____ RECORD LIST

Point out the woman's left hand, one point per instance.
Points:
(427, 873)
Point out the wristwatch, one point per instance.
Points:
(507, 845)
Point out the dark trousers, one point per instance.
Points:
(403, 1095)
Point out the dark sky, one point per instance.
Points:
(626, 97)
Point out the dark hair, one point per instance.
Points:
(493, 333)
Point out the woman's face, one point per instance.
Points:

________

(STATED PROBLEM):
Rewrite the rows above, substituting "Indicate" for every "Point out" and leaving everything else unchanged.

(THE SOLUTION):
Indicate the woman's left hand, one point per instance.
Points:
(427, 873)
Indicate the wristwatch, one point per instance.
Points:
(507, 845)
Indicate the dark trousers, one point per instance.
Points:
(403, 1095)
Indicate the dark sky, one point per instance.
Points:
(626, 97)
Indicate the dark hair, one point per instance.
Points:
(493, 333)
Indicate the woman's face, one point per instance.
Points:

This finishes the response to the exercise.